===== Passage for review
- Trade advertisement from The Daily Film Renter (11 March 1937)
- Directed by: Leslie S. Hiscott
- Written by: John Dighton; Reginald Purdell;
- Produced by: Irving Asher
- Starring: Claude Hulbert; Joyce Kirby; Henry Kendall;
- Cinematography: Basil Emmott; Robert LaPresle;
- Production company: Warner Brothers
- Distributed by: Warner Brothers
- Release date: April 1937;
- Running time: 44 minutes
- Country: United Kingdom
- Language: English

= Ship's Concert =

Ship's Concert is a 1937 British musical film directed by Leslie S. Hiscott and starring Claude Hulbert, Joyce Kirby and Henry Kendall. It was written by John Dighton and Reginald Purdell, and made as a quota quickie at Teddington Studios by the British subsidiary of Warner Brothers.

==Preservation status==
The British Film Institute National Archive holds a collection of stills but no film or video materials.

==Plot==
Claude Stork and his wife Enid have won a holiday on a cruise ship. A steward discovers they have smuggled their cat aboard, but promises to keep quiet if Claude will organise a ship's concert to help stowaways Jack and Joyce (dancers) and Dickie (a singer) who are on board to try and impress producer Harry Bolton, who is holidaying on the ship.
==========
===== Recorded information
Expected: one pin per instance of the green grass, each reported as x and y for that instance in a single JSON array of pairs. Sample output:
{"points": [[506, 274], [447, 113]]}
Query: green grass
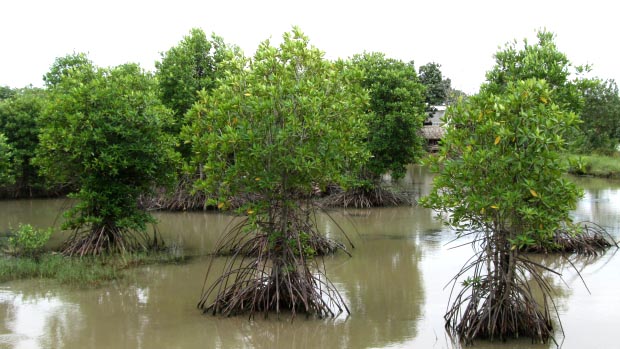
{"points": [[607, 166], [81, 272]]}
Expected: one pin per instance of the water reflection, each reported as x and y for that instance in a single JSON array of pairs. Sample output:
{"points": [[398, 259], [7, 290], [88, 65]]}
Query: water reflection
{"points": [[393, 284]]}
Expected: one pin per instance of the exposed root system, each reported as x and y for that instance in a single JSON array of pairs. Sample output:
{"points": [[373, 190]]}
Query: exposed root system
{"points": [[277, 268], [498, 301], [107, 239], [362, 197], [180, 198]]}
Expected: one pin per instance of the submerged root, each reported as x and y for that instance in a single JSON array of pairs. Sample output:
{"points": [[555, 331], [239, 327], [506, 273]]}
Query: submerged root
{"points": [[589, 240], [361, 197], [504, 296], [259, 288], [105, 239], [239, 240], [270, 269]]}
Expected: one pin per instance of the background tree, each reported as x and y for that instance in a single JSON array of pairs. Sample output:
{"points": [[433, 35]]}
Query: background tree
{"points": [[18, 121], [601, 117], [397, 106], [194, 64], [191, 66], [437, 88], [277, 126], [500, 179], [5, 92], [103, 129], [397, 113], [6, 170]]}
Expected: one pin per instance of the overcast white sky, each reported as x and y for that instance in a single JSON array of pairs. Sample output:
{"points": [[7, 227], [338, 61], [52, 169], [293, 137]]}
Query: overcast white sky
{"points": [[460, 35]]}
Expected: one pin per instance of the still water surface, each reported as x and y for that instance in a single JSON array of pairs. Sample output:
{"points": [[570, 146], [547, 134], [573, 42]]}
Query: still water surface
{"points": [[393, 285]]}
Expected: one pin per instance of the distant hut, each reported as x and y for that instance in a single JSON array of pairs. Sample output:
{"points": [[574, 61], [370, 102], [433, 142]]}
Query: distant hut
{"points": [[433, 135], [433, 130]]}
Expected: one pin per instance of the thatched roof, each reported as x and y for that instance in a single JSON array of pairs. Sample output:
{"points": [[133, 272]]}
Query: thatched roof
{"points": [[432, 132]]}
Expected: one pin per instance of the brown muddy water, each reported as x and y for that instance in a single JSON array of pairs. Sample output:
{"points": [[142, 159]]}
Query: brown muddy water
{"points": [[394, 286]]}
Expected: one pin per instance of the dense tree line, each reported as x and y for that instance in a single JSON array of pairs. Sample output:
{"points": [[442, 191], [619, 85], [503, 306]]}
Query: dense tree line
{"points": [[261, 134]]}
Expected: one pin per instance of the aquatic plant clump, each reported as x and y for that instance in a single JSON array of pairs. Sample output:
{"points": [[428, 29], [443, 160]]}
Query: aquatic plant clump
{"points": [[586, 239], [275, 270]]}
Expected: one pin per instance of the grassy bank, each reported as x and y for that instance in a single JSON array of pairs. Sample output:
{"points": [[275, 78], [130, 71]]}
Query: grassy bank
{"points": [[607, 166], [81, 272]]}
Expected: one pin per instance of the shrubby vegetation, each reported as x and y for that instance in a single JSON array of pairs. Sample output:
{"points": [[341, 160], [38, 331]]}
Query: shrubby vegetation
{"points": [[6, 167], [18, 121], [28, 241]]}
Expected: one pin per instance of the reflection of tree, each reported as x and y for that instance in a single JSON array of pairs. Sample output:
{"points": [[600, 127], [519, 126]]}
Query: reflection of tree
{"points": [[600, 202], [196, 232]]}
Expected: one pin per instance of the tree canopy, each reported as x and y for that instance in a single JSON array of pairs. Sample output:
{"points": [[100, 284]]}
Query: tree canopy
{"points": [[18, 121], [6, 170], [191, 66], [397, 113], [540, 60], [601, 117], [279, 123]]}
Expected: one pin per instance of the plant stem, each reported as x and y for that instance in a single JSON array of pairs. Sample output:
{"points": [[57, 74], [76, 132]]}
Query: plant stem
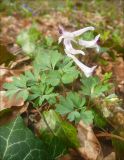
{"points": [[43, 116], [109, 135]]}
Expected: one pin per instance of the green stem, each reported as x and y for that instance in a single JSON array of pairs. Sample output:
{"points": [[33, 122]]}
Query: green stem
{"points": [[43, 116]]}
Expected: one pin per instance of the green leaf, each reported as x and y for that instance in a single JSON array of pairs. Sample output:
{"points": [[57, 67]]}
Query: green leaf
{"points": [[71, 105], [93, 87], [69, 75], [87, 117], [63, 110], [23, 94], [18, 142], [55, 58], [53, 78], [99, 120]]}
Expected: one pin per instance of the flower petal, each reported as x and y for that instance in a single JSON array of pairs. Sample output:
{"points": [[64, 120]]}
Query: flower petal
{"points": [[70, 49], [90, 44], [87, 70], [81, 31]]}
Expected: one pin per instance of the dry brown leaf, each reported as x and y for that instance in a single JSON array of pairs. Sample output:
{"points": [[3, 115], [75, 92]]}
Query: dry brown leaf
{"points": [[5, 102], [90, 147]]}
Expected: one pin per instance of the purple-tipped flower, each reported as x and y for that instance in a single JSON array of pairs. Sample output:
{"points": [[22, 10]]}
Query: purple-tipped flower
{"points": [[68, 37], [90, 44], [87, 70]]}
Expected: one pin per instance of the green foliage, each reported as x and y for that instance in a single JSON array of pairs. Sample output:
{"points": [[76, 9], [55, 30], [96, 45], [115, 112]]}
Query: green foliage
{"points": [[99, 120], [18, 142], [27, 40], [31, 88], [74, 107], [93, 87]]}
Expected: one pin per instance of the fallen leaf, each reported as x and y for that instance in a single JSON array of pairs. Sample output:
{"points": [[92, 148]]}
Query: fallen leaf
{"points": [[90, 147]]}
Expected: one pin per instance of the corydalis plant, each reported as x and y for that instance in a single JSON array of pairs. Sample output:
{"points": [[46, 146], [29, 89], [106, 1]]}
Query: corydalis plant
{"points": [[68, 37]]}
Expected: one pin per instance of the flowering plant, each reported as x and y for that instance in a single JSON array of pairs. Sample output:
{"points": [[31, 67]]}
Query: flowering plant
{"points": [[68, 37]]}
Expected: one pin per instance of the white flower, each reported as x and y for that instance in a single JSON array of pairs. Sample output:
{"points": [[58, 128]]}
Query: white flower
{"points": [[72, 35], [70, 49], [90, 44], [87, 70], [68, 37]]}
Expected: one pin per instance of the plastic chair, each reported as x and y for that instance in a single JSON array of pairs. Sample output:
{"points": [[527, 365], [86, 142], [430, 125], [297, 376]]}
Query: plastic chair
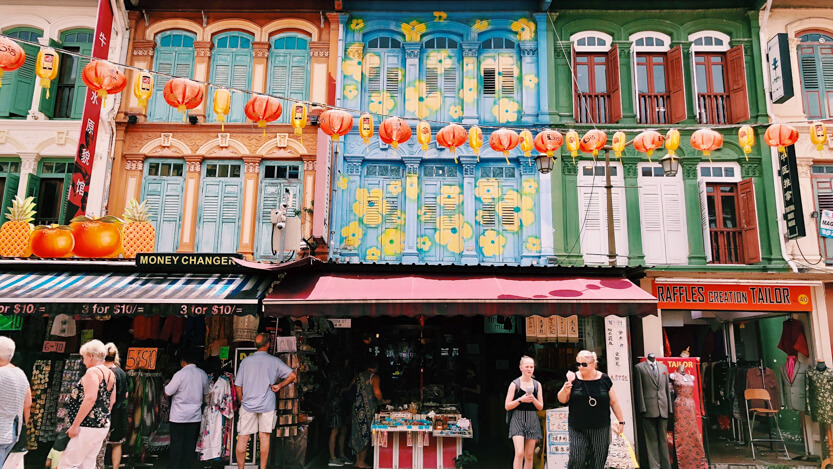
{"points": [[762, 394]]}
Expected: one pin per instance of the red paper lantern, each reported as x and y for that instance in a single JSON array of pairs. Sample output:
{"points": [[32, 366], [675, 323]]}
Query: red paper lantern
{"points": [[648, 141], [335, 123], [183, 94], [780, 136], [548, 141], [103, 78], [12, 56], [394, 130]]}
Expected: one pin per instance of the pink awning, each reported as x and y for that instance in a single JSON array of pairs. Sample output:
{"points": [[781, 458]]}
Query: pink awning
{"points": [[413, 295]]}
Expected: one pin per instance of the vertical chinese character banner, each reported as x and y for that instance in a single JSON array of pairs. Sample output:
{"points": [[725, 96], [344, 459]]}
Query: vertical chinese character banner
{"points": [[617, 350], [84, 157]]}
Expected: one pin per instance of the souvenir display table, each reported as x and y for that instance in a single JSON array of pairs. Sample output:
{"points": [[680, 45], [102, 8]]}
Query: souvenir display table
{"points": [[405, 440]]}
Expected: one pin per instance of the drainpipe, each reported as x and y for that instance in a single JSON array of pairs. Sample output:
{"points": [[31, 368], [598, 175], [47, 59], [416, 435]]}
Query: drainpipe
{"points": [[772, 151]]}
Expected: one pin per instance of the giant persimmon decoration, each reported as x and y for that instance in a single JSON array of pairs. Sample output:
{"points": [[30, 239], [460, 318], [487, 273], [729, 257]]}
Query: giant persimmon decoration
{"points": [[183, 94], [336, 123], [104, 78], [394, 130]]}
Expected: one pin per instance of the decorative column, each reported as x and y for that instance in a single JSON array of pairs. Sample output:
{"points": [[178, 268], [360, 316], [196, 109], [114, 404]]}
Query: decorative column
{"points": [[529, 81], [694, 221], [470, 92], [260, 55], [412, 50], [410, 255], [248, 224], [636, 256], [202, 64], [469, 164], [191, 200]]}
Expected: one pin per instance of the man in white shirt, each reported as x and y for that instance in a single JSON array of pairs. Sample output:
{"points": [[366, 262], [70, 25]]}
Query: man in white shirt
{"points": [[187, 390]]}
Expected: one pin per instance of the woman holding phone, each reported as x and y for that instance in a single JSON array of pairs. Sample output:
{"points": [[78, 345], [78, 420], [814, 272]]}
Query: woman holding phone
{"points": [[590, 396], [523, 399]]}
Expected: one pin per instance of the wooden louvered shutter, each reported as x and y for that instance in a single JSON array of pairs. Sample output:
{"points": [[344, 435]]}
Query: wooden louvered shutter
{"points": [[676, 85], [736, 75]]}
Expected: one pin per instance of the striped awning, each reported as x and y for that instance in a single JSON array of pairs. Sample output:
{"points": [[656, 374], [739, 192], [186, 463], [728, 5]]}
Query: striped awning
==========
- Your goal -
Return everything from "Ship's Concert is" down to "or video materials." in the Ship's Concert article, copied word for word.

- Solution to the problem -
Ship's Concert is a 1937 British musical film directed by Leslie S. Hiscott and starring Claude Hulbert, Joyce Kirby and Henry Kendall. It was written by John Dighton and Reginald Purdell, and made as a quota quickie at Teddington Studios by the British subsidiary of Warner Brothers.

==Preservation status==
The British Film Institute National Archive holds a collection of stills but no film or video materials.